_Prompt_
Arrange the stretch of the data from its first line through the line containing "(167, 184), (191, 193)" as a numbered list, skipping blank lines and leaving out the pictures.

_Exercise material_
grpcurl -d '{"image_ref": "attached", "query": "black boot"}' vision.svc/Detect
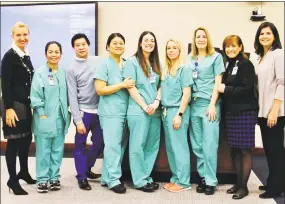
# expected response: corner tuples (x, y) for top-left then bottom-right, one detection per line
(7, 179), (28, 195)
(196, 178), (206, 193)
(17, 171), (36, 184)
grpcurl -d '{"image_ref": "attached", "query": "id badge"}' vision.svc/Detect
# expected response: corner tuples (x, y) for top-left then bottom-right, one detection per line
(48, 75), (55, 86)
(149, 75), (155, 84)
(192, 71), (198, 79)
(232, 67), (238, 75)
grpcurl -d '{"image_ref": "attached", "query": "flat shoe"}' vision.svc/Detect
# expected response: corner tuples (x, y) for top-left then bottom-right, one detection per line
(167, 184), (191, 193)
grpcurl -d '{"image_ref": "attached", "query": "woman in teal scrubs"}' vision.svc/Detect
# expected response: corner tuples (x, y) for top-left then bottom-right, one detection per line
(187, 27), (225, 195)
(161, 39), (193, 192)
(92, 33), (135, 193)
(30, 41), (70, 193)
(123, 31), (161, 192)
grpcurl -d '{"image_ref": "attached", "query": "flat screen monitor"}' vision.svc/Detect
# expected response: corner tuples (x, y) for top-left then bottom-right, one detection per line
(0, 2), (98, 73)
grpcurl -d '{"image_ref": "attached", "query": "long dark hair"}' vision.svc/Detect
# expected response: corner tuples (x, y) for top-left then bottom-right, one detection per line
(135, 31), (161, 77)
(254, 22), (282, 57)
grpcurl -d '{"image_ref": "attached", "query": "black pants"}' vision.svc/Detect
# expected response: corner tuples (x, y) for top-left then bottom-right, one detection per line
(258, 117), (285, 192)
(5, 135), (32, 181)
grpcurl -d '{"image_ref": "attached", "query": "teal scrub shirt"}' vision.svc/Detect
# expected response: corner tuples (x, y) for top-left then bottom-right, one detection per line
(123, 56), (161, 116)
(187, 52), (225, 100)
(161, 65), (193, 107)
(95, 57), (129, 117)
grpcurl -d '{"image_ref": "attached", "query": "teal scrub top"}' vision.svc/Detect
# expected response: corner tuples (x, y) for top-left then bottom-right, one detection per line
(187, 52), (225, 100)
(30, 64), (70, 137)
(161, 65), (194, 107)
(94, 56), (129, 116)
(123, 56), (161, 116)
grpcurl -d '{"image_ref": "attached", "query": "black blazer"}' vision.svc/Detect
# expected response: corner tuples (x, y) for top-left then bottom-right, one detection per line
(1, 48), (34, 109)
(222, 55), (258, 112)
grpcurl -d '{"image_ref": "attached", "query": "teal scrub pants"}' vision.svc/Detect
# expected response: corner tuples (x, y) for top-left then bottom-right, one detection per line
(162, 106), (190, 188)
(190, 98), (220, 186)
(127, 114), (161, 188)
(35, 109), (65, 183)
(100, 116), (128, 188)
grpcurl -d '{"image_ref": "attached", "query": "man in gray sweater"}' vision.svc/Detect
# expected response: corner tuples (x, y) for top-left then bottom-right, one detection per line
(66, 33), (103, 190)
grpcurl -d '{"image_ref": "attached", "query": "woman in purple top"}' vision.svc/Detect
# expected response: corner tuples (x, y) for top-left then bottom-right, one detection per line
(254, 22), (285, 198)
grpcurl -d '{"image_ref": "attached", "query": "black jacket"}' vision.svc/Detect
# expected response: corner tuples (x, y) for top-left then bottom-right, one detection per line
(222, 55), (258, 112)
(1, 48), (34, 109)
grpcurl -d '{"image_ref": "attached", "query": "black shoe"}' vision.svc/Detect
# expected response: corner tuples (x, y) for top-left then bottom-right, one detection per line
(17, 171), (36, 184)
(205, 185), (216, 195)
(259, 191), (281, 199)
(110, 184), (127, 194)
(7, 179), (28, 195)
(137, 183), (154, 193)
(37, 183), (48, 193)
(232, 190), (248, 200)
(196, 178), (206, 193)
(149, 182), (159, 191)
(227, 185), (238, 194)
(86, 170), (101, 179)
(258, 186), (267, 191)
(78, 179), (91, 191)
(49, 180), (61, 191)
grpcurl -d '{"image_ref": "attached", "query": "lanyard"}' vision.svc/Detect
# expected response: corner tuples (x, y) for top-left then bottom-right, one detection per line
(12, 49), (34, 84)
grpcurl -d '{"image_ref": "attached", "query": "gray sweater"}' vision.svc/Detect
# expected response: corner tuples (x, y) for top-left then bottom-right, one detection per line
(66, 56), (101, 124)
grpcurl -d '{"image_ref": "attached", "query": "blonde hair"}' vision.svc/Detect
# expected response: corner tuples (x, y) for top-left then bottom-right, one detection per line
(161, 39), (185, 80)
(12, 21), (30, 35)
(190, 27), (215, 58)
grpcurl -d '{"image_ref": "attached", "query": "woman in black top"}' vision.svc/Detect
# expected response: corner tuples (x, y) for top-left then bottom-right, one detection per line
(218, 35), (258, 199)
(1, 22), (36, 195)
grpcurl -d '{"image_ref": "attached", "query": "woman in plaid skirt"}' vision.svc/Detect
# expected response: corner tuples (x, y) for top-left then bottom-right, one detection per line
(218, 35), (258, 199)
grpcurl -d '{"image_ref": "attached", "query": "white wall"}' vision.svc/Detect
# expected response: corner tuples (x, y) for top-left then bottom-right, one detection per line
(1, 2), (284, 146)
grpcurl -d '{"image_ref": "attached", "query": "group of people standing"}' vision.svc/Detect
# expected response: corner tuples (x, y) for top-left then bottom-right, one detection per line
(1, 22), (285, 199)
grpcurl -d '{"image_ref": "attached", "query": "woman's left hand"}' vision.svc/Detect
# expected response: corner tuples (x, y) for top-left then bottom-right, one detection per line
(218, 84), (226, 93)
(147, 100), (159, 115)
(267, 109), (278, 128)
(206, 104), (216, 122)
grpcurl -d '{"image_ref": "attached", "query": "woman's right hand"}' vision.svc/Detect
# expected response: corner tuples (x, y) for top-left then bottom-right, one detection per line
(123, 77), (136, 89)
(6, 108), (19, 127)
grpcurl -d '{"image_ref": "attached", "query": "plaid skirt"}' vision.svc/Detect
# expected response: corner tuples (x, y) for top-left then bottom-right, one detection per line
(225, 110), (258, 148)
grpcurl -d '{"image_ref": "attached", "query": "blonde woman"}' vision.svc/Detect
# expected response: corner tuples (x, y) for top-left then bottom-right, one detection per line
(161, 39), (193, 192)
(1, 22), (36, 195)
(187, 27), (225, 195)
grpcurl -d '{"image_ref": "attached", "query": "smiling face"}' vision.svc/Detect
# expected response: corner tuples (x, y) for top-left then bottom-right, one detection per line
(107, 37), (125, 56)
(46, 43), (61, 65)
(74, 38), (89, 58)
(195, 30), (208, 49)
(12, 27), (30, 50)
(140, 33), (155, 53)
(259, 27), (274, 48)
(225, 42), (242, 59)
(166, 41), (180, 60)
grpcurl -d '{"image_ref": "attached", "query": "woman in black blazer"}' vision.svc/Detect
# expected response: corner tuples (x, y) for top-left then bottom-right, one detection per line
(218, 35), (258, 199)
(1, 22), (36, 195)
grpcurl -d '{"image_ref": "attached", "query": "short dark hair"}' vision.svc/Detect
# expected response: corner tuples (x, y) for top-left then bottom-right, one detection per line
(71, 33), (90, 48)
(106, 33), (126, 50)
(45, 41), (62, 54)
(223, 35), (248, 62)
(254, 22), (282, 56)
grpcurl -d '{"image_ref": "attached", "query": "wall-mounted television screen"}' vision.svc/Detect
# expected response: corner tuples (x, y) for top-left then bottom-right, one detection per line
(1, 2), (98, 72)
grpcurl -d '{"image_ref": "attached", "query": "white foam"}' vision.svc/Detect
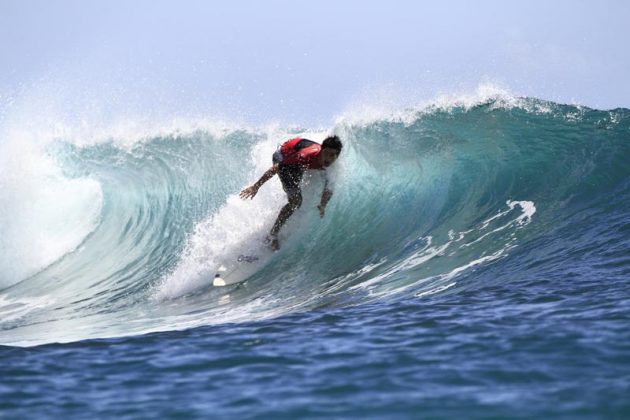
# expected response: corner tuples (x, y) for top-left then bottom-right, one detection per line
(0, 136), (103, 287)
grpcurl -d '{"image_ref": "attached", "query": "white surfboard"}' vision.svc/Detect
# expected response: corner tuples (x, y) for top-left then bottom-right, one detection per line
(212, 247), (273, 287)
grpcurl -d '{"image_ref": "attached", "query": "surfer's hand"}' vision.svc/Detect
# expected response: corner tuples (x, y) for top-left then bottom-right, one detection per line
(239, 185), (258, 200)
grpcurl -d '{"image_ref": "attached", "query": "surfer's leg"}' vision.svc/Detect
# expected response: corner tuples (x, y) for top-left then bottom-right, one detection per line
(269, 192), (302, 249)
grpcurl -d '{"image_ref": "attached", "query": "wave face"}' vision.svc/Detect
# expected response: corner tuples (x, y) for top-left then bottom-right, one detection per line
(0, 97), (630, 346)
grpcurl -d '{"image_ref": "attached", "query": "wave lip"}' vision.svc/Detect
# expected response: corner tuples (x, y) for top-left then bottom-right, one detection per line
(0, 94), (630, 345)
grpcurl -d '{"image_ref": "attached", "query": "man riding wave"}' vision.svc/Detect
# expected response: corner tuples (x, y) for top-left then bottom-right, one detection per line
(240, 136), (343, 251)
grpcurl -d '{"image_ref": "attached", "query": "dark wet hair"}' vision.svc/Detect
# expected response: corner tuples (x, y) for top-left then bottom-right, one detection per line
(322, 136), (343, 153)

_Completed exercise_
1. grpcurl -d '{"image_ref": "attached", "query": "black boot"}' vision.svc/Detect
2. # expected response: corner tuples (x, y) for top-left then bottom-right, one detection per line
3. (7, 179), (28, 195)
4. (196, 178), (206, 193)
5. (17, 171), (36, 184)
6. grpcurl -d '{"image_ref": "attached", "query": "id badge"}' vision.svc/Detect
7. # expected response: corner tuples (x, y) for top-left then bottom-right, one detection per line
8. (48, 75), (55, 86)
9. (149, 75), (155, 84)
10. (192, 71), (198, 79)
11. (232, 67), (238, 75)
12. grpcurl -d '{"image_ref": "attached", "query": "flat shoe"}' vision.svc/Detect
13. # expected response: corner tuples (x, y) for top-left then bottom-right, one detection per line
14. (167, 184), (191, 193)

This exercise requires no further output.